Children are not only cared for, scolded, rewarded, and punished. They are also theorized about—and those theories change with time. Adults have concluded, variously, that children are in constant spiritual danger, or that they are inherently close to God, or that they are blank slates.
Around the turn of the 20th century, some Western health professionals decided to gather data on children by studying how they grow. One of the first to do so, psychologist and pediatrician Arnold Gesell, MD, PhD, spent his most influential years at Yale, founding in 1911 what later became Yale Child Study Center.
Gesell’s then-novel interest in children’s development, and the insistence of his successor Milton Senn, MD, on a cross-disciplinary approach, established traditions of curiosity and collaboration at Yale that have long influenced the world of child mental health.
Today’s Yale Child Study Center is a leader in the study of such topics as varied as pediatric trauma, psychopharmacology, autism, mind-body connections, and how early childhood experiences and environmental influences affect health throughout the lifespan. One of its unifying principles is that children’s mental and physical well-being aren’t separate. That insight informs the close ties between the center and the Department of Pediatrics, according to Yale Child Study Center Chair Linda Mayes, MD.
“[Pediatrics Chair Clifford Bogue, MD] and I are keen to continue to work closely together and to bring the departments together,” said Mayes, who is Yale Child Study Center’s Arnold Gesell Professor of Child Psychiatry, Pediatrics, and Psychology. “We really have a hope for an agenda about child health. Not child physical health, not child mental health—child health.”

Study questions:
**a.** Transcribe the passage on the Yale Child Study Center, everything from "Around the turn" down to "child mental health.".
**b.** According to the passage on the Yale Child Study Center, in what year did Arnold Gesell found what later became the center?

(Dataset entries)
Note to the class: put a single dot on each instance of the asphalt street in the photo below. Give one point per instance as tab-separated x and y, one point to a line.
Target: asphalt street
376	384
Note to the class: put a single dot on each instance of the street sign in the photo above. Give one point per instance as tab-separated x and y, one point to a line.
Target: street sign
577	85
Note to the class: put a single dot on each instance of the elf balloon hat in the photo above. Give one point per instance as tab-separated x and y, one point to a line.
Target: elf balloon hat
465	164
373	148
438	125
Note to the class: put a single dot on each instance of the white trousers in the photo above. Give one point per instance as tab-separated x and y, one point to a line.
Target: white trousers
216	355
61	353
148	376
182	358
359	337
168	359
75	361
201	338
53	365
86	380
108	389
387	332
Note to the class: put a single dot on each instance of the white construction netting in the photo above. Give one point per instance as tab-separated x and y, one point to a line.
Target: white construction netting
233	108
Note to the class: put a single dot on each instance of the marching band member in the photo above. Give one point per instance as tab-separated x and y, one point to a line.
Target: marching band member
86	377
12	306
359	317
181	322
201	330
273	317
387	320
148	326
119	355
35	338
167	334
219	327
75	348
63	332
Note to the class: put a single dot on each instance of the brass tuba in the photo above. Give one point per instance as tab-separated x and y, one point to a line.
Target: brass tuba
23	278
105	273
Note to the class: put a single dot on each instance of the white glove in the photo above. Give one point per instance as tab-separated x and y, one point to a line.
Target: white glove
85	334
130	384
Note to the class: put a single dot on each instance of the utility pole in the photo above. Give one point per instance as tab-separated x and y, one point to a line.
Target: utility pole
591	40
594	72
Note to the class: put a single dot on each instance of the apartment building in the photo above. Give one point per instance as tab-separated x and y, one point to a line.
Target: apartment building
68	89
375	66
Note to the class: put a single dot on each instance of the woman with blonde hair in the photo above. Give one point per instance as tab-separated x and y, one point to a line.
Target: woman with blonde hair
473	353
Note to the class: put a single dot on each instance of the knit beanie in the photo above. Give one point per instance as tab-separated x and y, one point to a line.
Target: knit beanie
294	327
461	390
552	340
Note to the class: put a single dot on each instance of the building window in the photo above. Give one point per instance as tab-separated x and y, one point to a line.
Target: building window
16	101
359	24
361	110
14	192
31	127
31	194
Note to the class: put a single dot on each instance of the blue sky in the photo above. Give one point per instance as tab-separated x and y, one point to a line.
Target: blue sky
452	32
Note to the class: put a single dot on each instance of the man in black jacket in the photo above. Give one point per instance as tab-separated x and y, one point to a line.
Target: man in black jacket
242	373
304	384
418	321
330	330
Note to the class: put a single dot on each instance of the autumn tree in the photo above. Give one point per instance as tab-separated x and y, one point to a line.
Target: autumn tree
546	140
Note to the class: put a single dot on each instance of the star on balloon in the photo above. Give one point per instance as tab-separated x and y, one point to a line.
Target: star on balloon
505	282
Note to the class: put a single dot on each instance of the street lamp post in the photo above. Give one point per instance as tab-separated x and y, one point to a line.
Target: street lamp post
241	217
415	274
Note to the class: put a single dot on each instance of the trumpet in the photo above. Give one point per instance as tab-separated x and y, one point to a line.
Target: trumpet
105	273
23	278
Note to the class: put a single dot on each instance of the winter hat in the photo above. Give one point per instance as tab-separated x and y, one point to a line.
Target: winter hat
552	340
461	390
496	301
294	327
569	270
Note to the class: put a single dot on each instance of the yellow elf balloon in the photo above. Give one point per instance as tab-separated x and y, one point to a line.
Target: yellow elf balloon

Answers by task:
**a.**
Around the turn of the 20th century, some Western health professionals decided to gather data on children by studying how they grow. One of the first to do so, psychologist and pediatrician Arnold Gesell, MD, PhD, spent his most influential years at Yale, founding in 1911 what later became Yale Child Study Center.
Gesell’s then-novel interest in children’s development, and the insistence of his successor Milton Senn, MD, on a cross-disciplinary approach, established traditions of curiosity and collaboration at Yale that have long influenced the world of child mental health.

**b.** 1911